EXERCISE TASK: Show each line of the material below that contains the word "wall", copied without changes.

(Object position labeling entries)
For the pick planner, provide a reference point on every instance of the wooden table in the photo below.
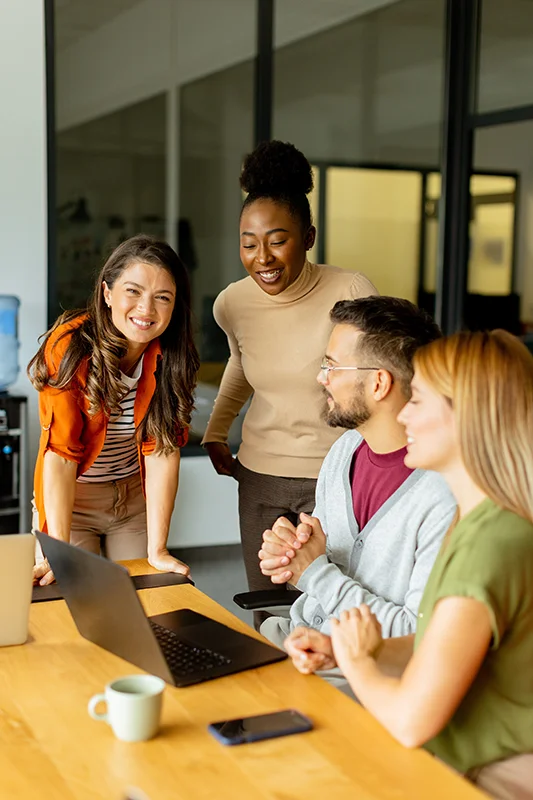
(50, 747)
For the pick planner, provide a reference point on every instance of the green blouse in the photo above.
(489, 556)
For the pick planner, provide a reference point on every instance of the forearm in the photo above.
(59, 489)
(162, 475)
(395, 654)
(382, 695)
(233, 393)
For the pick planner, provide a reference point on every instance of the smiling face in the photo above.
(141, 301)
(273, 246)
(429, 421)
(346, 404)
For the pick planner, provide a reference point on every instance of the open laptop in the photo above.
(17, 556)
(182, 647)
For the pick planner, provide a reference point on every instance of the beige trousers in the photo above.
(109, 519)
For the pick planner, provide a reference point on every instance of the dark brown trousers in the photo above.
(262, 499)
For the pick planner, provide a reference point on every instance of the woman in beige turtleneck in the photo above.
(277, 324)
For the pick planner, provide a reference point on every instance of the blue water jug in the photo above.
(9, 365)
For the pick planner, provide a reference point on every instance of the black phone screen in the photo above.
(262, 726)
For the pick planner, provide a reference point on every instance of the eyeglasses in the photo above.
(325, 369)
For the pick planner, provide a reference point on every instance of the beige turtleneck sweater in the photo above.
(276, 345)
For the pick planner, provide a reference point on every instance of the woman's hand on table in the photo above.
(310, 650)
(42, 574)
(355, 635)
(164, 562)
(221, 458)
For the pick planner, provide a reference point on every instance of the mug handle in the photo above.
(93, 702)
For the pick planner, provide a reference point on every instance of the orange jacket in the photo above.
(66, 427)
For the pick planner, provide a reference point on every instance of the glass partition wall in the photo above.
(155, 112)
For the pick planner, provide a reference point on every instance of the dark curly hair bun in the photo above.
(276, 169)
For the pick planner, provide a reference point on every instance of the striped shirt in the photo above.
(119, 456)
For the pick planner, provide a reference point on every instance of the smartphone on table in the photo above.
(263, 726)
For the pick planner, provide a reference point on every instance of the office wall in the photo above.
(23, 269)
(162, 43)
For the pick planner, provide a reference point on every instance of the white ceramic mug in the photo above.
(133, 706)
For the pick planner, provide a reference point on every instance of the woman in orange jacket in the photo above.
(116, 393)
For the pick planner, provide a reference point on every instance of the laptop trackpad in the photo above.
(197, 629)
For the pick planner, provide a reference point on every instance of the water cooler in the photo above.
(14, 491)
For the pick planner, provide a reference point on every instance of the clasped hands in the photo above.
(288, 550)
(355, 636)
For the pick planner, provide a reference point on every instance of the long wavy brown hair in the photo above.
(98, 341)
(488, 380)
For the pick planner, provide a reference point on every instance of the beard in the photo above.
(351, 417)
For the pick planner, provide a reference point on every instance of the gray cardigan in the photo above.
(386, 565)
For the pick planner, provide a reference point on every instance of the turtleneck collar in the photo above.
(304, 283)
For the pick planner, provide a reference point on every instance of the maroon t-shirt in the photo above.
(374, 478)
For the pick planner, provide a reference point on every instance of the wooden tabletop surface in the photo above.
(50, 747)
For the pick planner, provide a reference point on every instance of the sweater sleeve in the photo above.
(234, 389)
(362, 287)
(60, 410)
(337, 592)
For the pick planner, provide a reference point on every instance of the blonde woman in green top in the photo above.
(463, 685)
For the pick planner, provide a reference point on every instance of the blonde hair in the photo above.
(488, 379)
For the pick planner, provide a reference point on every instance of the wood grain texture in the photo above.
(50, 746)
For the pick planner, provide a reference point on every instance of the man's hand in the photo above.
(279, 547)
(221, 457)
(315, 547)
(164, 562)
(42, 574)
(355, 635)
(310, 650)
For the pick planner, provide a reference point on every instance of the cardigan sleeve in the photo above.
(60, 410)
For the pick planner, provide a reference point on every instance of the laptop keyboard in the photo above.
(186, 659)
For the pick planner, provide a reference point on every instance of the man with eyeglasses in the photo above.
(377, 525)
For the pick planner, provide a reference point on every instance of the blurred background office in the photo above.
(135, 115)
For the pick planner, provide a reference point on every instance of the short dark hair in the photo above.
(393, 331)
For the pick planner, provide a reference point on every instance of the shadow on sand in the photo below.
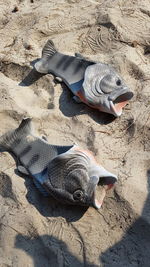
(134, 247)
(131, 250)
(48, 251)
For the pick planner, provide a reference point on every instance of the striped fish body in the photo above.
(68, 173)
(96, 84)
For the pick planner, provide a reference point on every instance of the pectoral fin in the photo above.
(23, 170)
(77, 99)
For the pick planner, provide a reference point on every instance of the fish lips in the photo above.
(118, 99)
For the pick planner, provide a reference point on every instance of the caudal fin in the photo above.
(8, 140)
(48, 51)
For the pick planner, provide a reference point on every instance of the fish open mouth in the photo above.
(120, 102)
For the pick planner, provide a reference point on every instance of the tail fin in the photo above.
(9, 139)
(48, 50)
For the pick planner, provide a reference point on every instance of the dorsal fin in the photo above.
(49, 49)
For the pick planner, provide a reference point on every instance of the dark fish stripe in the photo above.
(61, 61)
(25, 151)
(32, 161)
(68, 62)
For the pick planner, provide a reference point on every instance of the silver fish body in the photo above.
(96, 84)
(68, 173)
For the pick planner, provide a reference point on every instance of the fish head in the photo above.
(69, 181)
(105, 90)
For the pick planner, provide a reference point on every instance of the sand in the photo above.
(40, 232)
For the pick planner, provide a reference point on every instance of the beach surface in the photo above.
(41, 232)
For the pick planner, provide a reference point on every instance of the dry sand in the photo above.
(40, 232)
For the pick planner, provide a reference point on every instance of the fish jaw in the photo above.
(118, 100)
(117, 108)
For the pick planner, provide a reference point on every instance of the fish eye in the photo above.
(118, 82)
(77, 195)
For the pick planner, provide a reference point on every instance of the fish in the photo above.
(69, 173)
(96, 84)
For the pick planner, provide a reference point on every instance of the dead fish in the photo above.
(68, 173)
(96, 84)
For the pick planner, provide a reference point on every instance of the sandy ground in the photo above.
(40, 232)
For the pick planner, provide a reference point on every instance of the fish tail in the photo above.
(49, 50)
(8, 139)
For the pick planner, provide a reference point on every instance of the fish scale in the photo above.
(68, 173)
(96, 84)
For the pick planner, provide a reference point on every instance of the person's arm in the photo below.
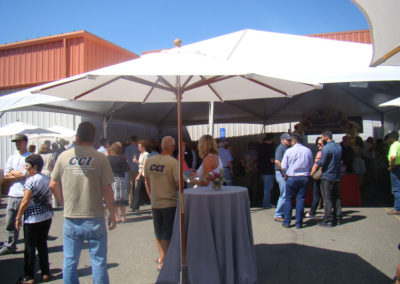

EXERCISE SOLUTION:
For the pick planner, provide a reference point on every instance of the glass partition wall in the photo above.
For the pick planner, provide a reference point on every instance of the office wall in the photo above.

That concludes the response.